Passage
------------------------------------------------

Of course, but only during the first two weeks of each new thirteen week session. Basically we take new students just four times per year. If you are interested in Zen Aikido classes, then you will have to wait for the next session. (Chances are that when you are reading this, the next class is less than a couple weeks away … and those couple weeks will inevitably come and go by.) Believe me, when you are a regular student, you will be very thankful for this approach. Accepting students continuously is great for paying the bills, not so great for assuring quality instruction … and you can see where we put our priorities.
What if I can’t make all the classes?
No one will make all the classes. The foundation of martial arts training is repetition and practice. You will always, always see techniques demonstrated and practiced again and again. In addition, there is Open Mat Sunday which can be used almost as a make-up class.
I have a bad knee (or ankle, neck, hip, shoulder, etc.) Can I still practice Aikido?
The reason that I group all these injuries into one question is that each case is so very, very different. (Your ACL surgery may be completely different from the next student.) In general, you and your doctor (or physical therapist, surgeon, etc.) know best.
With that said, we all come to Aikido with a history of life and sports injuries. The beauty is that Aikido is so adaptive – it really defies a simple description. You can find stories of Aikidoists in wheel chairs, Aikidoists missing limbs, Aikidoists in their 80’s. And if it were me, and I were sincerely interested in learning something like Aikido (and I had some doubts about how my body would respond), I would sign up for a class, go slow, see what I could do and adapt and see where the experience takes me.
Aikido training, especially when training with an existing injury, will undoubtedly have you reflect on two essential aspects of any pursuit … sincerity and seriousness. (You may want to really think about what it means be very sincere about learning or doing something, but just not very serious.)

------------------------------------------------

Record excerpts
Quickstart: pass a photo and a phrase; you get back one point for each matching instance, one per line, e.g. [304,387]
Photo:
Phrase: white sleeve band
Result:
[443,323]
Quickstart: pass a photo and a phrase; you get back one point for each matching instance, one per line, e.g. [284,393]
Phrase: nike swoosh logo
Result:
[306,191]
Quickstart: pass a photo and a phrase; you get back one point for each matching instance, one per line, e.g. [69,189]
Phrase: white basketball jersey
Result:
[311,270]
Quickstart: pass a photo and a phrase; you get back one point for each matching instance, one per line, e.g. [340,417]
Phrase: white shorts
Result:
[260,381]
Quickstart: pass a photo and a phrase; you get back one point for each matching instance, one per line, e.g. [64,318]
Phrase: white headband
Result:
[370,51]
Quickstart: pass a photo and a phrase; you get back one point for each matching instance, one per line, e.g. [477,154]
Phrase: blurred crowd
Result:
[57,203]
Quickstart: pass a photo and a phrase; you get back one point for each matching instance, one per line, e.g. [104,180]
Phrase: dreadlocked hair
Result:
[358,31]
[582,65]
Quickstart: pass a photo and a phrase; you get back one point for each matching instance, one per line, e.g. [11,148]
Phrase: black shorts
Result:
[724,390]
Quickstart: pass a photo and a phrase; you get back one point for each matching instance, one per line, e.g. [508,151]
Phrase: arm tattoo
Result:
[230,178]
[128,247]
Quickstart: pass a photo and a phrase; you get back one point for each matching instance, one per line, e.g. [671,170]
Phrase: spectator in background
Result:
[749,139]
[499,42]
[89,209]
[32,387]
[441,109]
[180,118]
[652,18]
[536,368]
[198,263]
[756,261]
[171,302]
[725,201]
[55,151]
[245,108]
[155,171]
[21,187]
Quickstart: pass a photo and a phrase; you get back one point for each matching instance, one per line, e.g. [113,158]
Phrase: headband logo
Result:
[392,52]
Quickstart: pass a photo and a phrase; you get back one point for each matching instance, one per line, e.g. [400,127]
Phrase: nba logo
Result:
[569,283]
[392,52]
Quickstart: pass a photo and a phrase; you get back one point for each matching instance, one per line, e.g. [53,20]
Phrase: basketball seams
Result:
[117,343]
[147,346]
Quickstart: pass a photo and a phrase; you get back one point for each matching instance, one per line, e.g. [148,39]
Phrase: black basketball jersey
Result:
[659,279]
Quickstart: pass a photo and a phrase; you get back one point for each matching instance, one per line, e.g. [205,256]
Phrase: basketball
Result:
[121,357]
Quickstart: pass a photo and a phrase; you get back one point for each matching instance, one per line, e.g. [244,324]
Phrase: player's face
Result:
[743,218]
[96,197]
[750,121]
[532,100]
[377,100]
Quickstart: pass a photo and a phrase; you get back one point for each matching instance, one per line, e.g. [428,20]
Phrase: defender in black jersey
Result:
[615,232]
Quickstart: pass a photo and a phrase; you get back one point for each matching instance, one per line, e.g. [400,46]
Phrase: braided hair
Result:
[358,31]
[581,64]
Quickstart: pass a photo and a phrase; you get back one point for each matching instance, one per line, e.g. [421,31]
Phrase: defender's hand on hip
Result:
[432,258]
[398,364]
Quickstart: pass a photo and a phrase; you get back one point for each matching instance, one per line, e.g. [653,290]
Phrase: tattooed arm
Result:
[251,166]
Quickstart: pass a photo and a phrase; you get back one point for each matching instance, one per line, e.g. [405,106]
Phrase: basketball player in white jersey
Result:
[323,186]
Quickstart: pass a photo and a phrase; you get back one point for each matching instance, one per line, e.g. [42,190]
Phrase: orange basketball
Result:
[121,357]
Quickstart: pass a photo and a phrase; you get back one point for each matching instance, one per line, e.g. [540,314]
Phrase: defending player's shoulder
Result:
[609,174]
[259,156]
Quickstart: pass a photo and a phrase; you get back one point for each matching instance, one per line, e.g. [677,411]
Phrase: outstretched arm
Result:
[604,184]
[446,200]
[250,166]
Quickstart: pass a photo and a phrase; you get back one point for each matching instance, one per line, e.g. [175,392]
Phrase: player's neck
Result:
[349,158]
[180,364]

------------------------------------------------

What needs to be done
List every kind of health professional that the Aikido passage names in its answer about training with an injury. The material has no connection to the Aikido passage.

Finished task
Doctor, physical therapist, surgeon